*** Opening of Source information ***

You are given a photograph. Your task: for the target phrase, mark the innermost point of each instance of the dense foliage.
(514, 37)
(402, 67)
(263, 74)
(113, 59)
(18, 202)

*** Close of Source information ***

Word for word, reproduce every record shown above.

| Solution to the problem |
You are given a photograph. Your task: for the target phrase, mark the innermost point of each instance of the dense foliage.
(514, 37)
(402, 67)
(263, 74)
(113, 59)
(18, 202)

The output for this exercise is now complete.